### Sobre a tarefa
Continue a entrevista sobre a guerra na Ucrânia a partir da última frase apresentada.

O que é que está em jogo nesta guerra?
O que está em jogo é, claro, a Ucrânia. Os corpos vivos, as almas vivas da Ucrânia. Mas, além disso, é uma guerra de valores. E é também uma guerra que implica o futuro do continente e, portanto, do mundo. Por outras palavras, de uma forma muito simples: se Putin ganhasse, ou se Putin recebesse uma pequena parte de uma vitória, mesmo um pedacinho, por pequeno que fosse, se recebesse isso, da parte da Ucrânia ou dos aliados da Ucrânia, seria um sinal terrível para o resto do mundo. Para os tiranos do mundo. Significaria que podemos agredir os nossos vizinhos, podemos ocupar parte do seu solo, do seu território, que podemos chantagear o resto do mundo se tivermos a felicidade de ter armas nucleares. E, portanto, ganhámos. Conseguimos a vitória. Imagine por um minuto a oportunidade que seria para a China, para o Irão, para a Turquia, para o Brunei para todas as ditaduras do mundo. Portanto, é crucial que Putin perda. Pela Ucrânia e pelo resto do Mundo.
A Crimeia pode ser esse pedaço de vitória?
Claro. No ponto em que estamos, a Ucrânia não pode perder a Crimeia. Antes de mais, eles não a querem perder. Eles consideram, corretamente, que lhes está garantido pelo direito internacional. Que as Nações Unidas têm o dever político e moral de devolver a Crimeia. Mas a outra razão é a que lhe disse: se a Crimeia permanecer nas mãos de Putin, se Putin puder dizer 'Contra a NATO, contra o resto do mundo, eu consegui manter a Crimeia, que pertence à Rússia, que é uma joia da Rússia'. Significará uma vitória para ele e uma vitória para todos os seus aliados. Por exemplo, o golpe contra Taiwan está novamente em cima da mesa. Se ele mantiver a Crimeia. Podemos prever, facilmente, sem grandes possibilidades de nos enganarmos, que os planos para Taiwan vão ser retirados da gaveta e postos em cima da mesa.
Até agora a Europa tem ajudado a Ucrânia, sobretudo, com armas e dinheiro. Se for preciso pôr mais do que isso... A Europa está preparada?
Ninguém pede soldados. E isto é o que o presidente Zelensky afirma incessantemente. Não são homens. As necessidades são canhões, aviões e armas. Homens eles têm. Jovens e velhos muito corajosos. Homens e mulheres muito corajosos. Há gente de todas as classes sociais a lutar. Não precisam disso. As necessidades deles são armas para equilibrar contra os arsenais gigantescos de Putin.
O senhor é especialista em linguagem. Viu o discurso do Presidente Putin no estado da Nação?
Vi o discurso. Ele parecia um zombie. Honestamente. E se o comparar com os discursos de Zelensky, tão vívidos, vibrantes, cheios de vida... Cansado, mas entusiasta. Se comparar isto com o rígido mumificado 'zombiesco' discurso de Putin... Encerrado na sua Datcha. Incapaz de ir à linha da frente, sem coragem suficiente para aparecer entre as tropas... Que diferença. O mundo está a testemunhar que a valentia e a vida estão do lado de Zelensky e que a cobardia e a morte estão do lado de Putin.

### Dados brutos

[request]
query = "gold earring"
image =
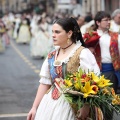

### Resultado da tarefa
Mas como é que a guerra pode acabar? Só com uma vitória militar da Ucrânia?
O exército russo irá colapsar em algum momento. Porque, no fim de contas, o destino de uma guerra não é decidido por quartéis-generais ou por lideranças políticas. É decidido pelo próprio povo. Pelos soldados, pelos corpos dos homens e das mulheres. Eles decidem. Eles querem lutar? Querem. Ou melhor, eles aceitam combater? Ninguém quer combater. Eles aceitam combater? Aceitam o risco de morrer? Ou, de repente, recusam. E isto é o que irá acontecer na Rússia. Vai acontecer que aquelas dezenas de milhares de homens que são atirados como vagas de carne contra as linhas ucranianas, em algum momento - não sei se será amanhã, daqui por um mês ou seis meses - vão perguntar-se: 'Porque é que nós estamos a fazer isto? Pelo capricho de um homem? Pelo orgulho de um só tirano? E pela vergonha do nosso povo?' Não. Por isso, a minha previsão é que o exército russo irá colapsar por dentro. Não sou especialista em assuntos militares, mas creio que nesse caso teremos uma vitória militar do exército ucraniano.
E o que é que isso pode provocar na vida interna da Rússia?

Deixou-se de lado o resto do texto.